### Task
Please output exactly the lines from the one containing "of the sandy" through the last line of the records, both included.

═════ Records for this task ═════

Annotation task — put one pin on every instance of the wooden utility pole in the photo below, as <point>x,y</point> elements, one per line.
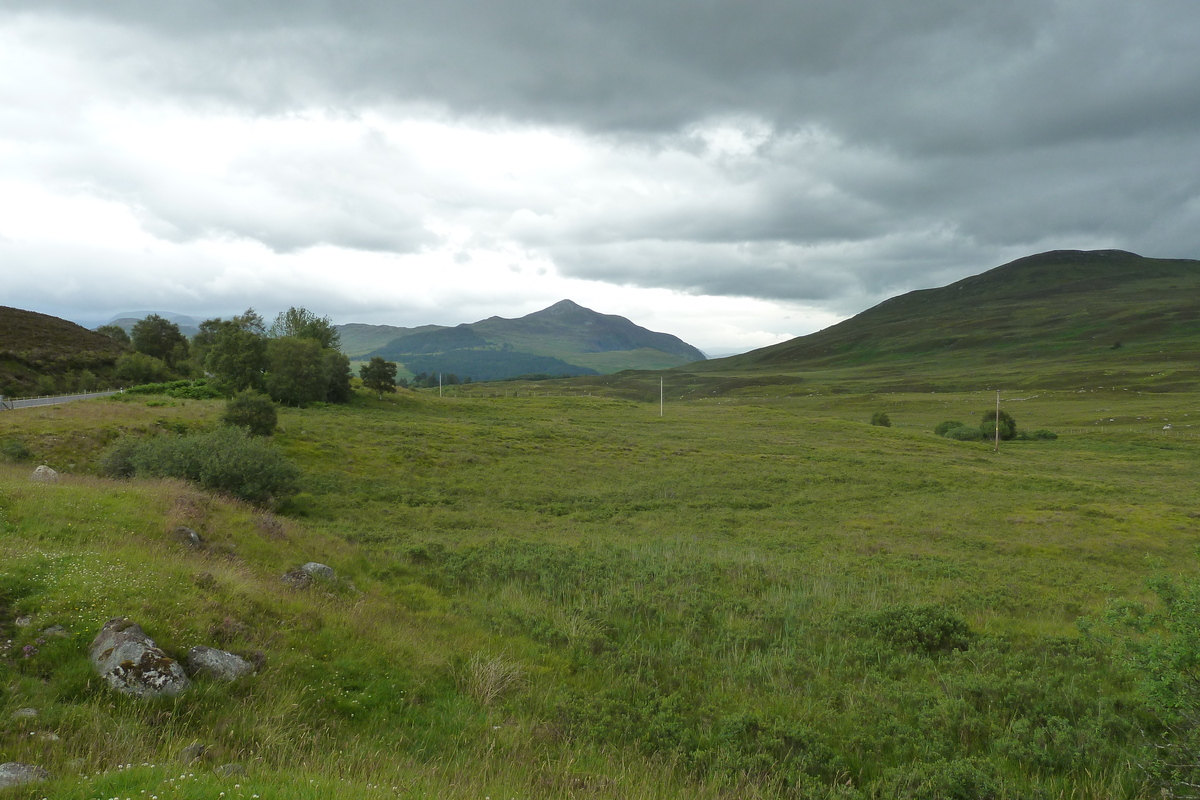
<point>997,422</point>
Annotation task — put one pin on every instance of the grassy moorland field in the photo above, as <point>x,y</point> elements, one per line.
<point>756,595</point>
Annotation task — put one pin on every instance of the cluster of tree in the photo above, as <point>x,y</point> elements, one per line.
<point>430,379</point>
<point>295,361</point>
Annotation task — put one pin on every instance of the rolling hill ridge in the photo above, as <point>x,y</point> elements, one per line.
<point>34,346</point>
<point>1050,319</point>
<point>562,340</point>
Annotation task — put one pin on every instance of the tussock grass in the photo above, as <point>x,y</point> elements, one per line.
<point>571,596</point>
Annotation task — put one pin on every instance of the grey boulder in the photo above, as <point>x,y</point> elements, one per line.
<point>321,571</point>
<point>216,663</point>
<point>132,663</point>
<point>15,774</point>
<point>43,474</point>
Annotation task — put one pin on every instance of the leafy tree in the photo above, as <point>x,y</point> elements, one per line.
<point>205,340</point>
<point>1007,426</point>
<point>336,368</point>
<point>379,376</point>
<point>237,356</point>
<point>115,332</point>
<point>142,368</point>
<point>295,371</point>
<point>161,338</point>
<point>253,411</point>
<point>301,323</point>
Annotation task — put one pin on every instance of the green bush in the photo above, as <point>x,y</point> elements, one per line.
<point>961,779</point>
<point>13,449</point>
<point>253,411</point>
<point>142,368</point>
<point>227,459</point>
<point>922,629</point>
<point>964,433</point>
<point>181,389</point>
<point>1007,426</point>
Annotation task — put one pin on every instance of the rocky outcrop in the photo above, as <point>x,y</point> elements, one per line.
<point>185,535</point>
<point>43,474</point>
<point>216,663</point>
<point>15,774</point>
<point>319,571</point>
<point>304,576</point>
<point>132,663</point>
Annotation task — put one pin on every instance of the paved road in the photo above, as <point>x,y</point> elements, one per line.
<point>6,404</point>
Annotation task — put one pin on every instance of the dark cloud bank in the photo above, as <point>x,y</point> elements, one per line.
<point>888,145</point>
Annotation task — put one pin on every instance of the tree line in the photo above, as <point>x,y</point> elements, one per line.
<point>295,360</point>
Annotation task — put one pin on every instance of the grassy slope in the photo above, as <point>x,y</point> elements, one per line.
<point>358,340</point>
<point>651,587</point>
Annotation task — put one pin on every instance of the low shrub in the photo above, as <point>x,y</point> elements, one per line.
<point>1007,426</point>
<point>142,368</point>
<point>253,411</point>
<point>964,433</point>
<point>227,459</point>
<point>179,389</point>
<point>922,629</point>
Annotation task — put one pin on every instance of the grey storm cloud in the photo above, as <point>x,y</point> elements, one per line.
<point>922,74</point>
<point>889,145</point>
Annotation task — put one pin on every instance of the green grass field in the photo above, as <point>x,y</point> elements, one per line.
<point>757,594</point>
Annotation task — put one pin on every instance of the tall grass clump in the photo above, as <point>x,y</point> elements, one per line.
<point>227,459</point>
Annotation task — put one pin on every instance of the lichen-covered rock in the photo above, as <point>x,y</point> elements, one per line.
<point>321,571</point>
<point>185,535</point>
<point>132,663</point>
<point>16,774</point>
<point>297,579</point>
<point>216,663</point>
<point>193,752</point>
<point>43,474</point>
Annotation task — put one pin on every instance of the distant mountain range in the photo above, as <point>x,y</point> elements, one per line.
<point>187,325</point>
<point>562,340</point>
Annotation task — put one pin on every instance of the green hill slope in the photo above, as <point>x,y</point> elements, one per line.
<point>1051,319</point>
<point>37,347</point>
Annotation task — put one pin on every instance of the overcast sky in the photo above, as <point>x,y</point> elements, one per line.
<point>732,172</point>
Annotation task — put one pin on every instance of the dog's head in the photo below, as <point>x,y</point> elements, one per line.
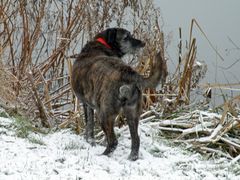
<point>121,41</point>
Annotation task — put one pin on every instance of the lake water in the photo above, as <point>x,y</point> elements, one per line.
<point>220,20</point>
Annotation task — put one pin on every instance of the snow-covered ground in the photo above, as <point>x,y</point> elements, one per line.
<point>65,155</point>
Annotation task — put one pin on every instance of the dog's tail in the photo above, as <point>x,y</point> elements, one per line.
<point>158,72</point>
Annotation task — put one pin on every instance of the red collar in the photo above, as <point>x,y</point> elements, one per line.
<point>102,41</point>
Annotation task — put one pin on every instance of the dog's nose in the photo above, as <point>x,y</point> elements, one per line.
<point>143,44</point>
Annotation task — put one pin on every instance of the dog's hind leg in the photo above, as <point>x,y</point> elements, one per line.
<point>89,119</point>
<point>107,124</point>
<point>132,114</point>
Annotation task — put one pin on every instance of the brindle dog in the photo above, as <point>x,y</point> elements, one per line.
<point>102,81</point>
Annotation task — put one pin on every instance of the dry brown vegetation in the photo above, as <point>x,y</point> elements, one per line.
<point>38,37</point>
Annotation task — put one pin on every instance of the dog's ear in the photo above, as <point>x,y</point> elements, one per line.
<point>111,35</point>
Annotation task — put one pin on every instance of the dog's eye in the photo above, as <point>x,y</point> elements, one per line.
<point>126,37</point>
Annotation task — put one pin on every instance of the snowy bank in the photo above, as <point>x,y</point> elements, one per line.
<point>65,155</point>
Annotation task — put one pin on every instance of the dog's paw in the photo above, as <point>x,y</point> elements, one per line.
<point>91,141</point>
<point>133,157</point>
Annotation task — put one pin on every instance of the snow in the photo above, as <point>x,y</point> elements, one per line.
<point>65,155</point>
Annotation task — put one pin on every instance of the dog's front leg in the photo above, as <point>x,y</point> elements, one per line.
<point>107,124</point>
<point>132,116</point>
<point>89,119</point>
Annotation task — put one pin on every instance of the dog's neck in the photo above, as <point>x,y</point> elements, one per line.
<point>102,41</point>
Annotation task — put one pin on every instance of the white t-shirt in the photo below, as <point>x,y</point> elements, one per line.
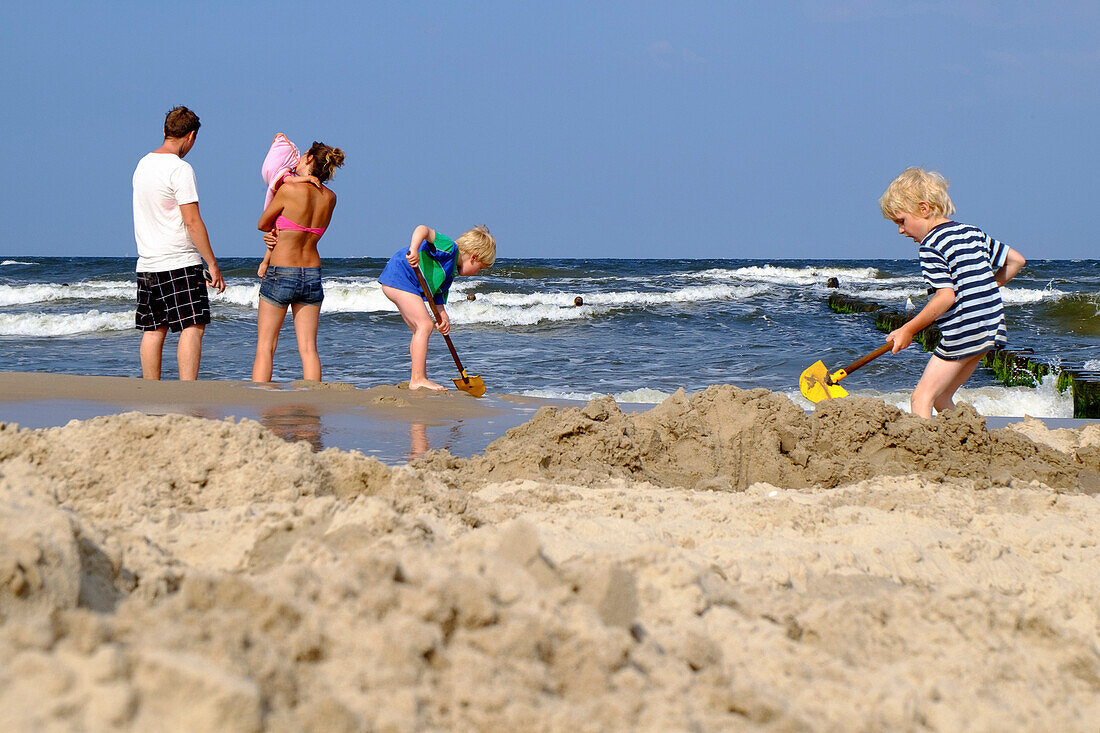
<point>163,182</point>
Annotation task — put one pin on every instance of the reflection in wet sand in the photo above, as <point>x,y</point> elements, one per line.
<point>294,423</point>
<point>418,440</point>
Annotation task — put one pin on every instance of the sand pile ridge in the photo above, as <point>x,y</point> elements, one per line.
<point>869,571</point>
<point>729,438</point>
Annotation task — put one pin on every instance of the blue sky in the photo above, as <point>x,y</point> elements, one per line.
<point>572,129</point>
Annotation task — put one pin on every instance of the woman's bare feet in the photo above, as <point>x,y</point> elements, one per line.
<point>426,384</point>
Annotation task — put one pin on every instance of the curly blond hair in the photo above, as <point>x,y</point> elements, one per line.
<point>915,185</point>
<point>479,242</point>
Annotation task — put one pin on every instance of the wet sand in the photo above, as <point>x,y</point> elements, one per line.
<point>721,561</point>
<point>388,423</point>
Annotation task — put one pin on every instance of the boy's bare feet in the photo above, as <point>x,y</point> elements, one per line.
<point>427,384</point>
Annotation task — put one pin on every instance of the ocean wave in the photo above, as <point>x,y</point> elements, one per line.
<point>43,324</point>
<point>781,275</point>
<point>47,292</point>
<point>1022,295</point>
<point>531,308</point>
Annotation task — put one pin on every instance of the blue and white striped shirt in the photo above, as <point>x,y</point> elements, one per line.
<point>965,259</point>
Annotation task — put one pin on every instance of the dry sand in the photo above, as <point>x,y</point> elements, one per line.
<point>723,561</point>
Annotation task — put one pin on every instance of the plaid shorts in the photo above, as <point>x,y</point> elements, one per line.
<point>176,298</point>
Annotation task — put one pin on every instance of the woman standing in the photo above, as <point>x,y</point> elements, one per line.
<point>294,222</point>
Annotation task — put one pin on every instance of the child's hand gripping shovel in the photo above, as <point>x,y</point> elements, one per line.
<point>472,384</point>
<point>817,384</point>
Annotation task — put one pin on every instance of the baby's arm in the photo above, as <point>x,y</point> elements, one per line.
<point>419,234</point>
<point>1013,263</point>
<point>939,304</point>
<point>292,177</point>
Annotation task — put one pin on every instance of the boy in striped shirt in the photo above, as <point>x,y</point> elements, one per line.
<point>966,267</point>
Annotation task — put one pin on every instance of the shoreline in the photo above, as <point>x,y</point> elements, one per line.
<point>386,422</point>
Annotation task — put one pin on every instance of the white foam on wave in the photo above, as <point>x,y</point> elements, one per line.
<point>47,292</point>
<point>795,275</point>
<point>242,295</point>
<point>1024,295</point>
<point>355,295</point>
<point>531,308</point>
<point>44,324</point>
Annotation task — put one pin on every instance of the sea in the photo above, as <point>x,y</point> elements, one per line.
<point>646,327</point>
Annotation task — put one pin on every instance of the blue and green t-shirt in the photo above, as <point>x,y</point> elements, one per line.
<point>437,263</point>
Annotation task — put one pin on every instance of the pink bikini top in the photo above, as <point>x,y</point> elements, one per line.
<point>283,222</point>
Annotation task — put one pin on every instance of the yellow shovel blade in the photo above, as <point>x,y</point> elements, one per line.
<point>474,385</point>
<point>815,389</point>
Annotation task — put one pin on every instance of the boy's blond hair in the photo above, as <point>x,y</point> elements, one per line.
<point>479,242</point>
<point>915,185</point>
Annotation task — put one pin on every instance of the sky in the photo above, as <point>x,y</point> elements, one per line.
<point>637,129</point>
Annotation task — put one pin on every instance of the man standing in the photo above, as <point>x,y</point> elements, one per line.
<point>172,245</point>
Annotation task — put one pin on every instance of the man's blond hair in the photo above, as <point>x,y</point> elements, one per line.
<point>915,185</point>
<point>479,242</point>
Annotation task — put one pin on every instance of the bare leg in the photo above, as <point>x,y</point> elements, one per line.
<point>421,324</point>
<point>189,351</point>
<point>945,401</point>
<point>268,321</point>
<point>939,382</point>
<point>152,348</point>
<point>306,319</point>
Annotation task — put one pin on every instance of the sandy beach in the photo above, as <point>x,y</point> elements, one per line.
<point>721,561</point>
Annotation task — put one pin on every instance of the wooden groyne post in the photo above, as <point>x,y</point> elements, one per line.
<point>1012,367</point>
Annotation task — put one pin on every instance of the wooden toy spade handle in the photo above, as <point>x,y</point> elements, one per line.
<point>859,362</point>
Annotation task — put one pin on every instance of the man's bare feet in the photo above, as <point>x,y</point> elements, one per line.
<point>426,384</point>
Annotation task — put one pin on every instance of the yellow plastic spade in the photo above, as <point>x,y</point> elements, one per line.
<point>817,384</point>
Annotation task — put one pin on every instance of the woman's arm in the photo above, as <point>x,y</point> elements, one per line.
<point>1013,263</point>
<point>939,304</point>
<point>267,218</point>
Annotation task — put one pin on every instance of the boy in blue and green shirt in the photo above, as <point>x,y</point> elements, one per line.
<point>440,260</point>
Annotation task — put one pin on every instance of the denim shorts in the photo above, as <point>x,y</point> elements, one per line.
<point>284,286</point>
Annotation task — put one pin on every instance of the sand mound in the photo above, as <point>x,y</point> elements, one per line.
<point>727,438</point>
<point>196,575</point>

═════

### Answer space
Annotation task — put one pin on every instance of the sandy beach in the photo above, as <point>x,y</point> elements, one per line.
<point>721,561</point>
Annotation task — put one pin on every instance of the wooden groyne post in the photo above, as <point>x,y</point> elements, one per line.
<point>1012,367</point>
Annotation task — put one pin on every instance of the wooden toy spade handle in the photo above, as <point>x,y</point> elements, one per line.
<point>859,362</point>
Annotation task — put one pin on every instance of the man's bare feet in the photo above, as <point>x,y</point> elements, one per line.
<point>426,384</point>
Annotation task — put one pin on every instance of the yellow plastic spade in the photo above, as <point>x,y</point> elements, one per line.
<point>817,384</point>
Annotation task — put one pin on every instance of the woman's arm in the photo above, as <point>x,y</point> elements, one per line.
<point>1013,263</point>
<point>939,304</point>
<point>267,218</point>
Annotation task — put one pin on every instance of the boy in blue and green shirt in the photo above, as <point>x,y</point> elements, one per line.
<point>440,260</point>
Annotation task — put one pin on every instance of the denim shorts in the photo above, as <point>x,y</point> elements, one per line.
<point>284,286</point>
Annotation task — put one pin on every instance of the sand mound in the photo above, as <point>x,y</point> elements, one per line.
<point>727,438</point>
<point>196,575</point>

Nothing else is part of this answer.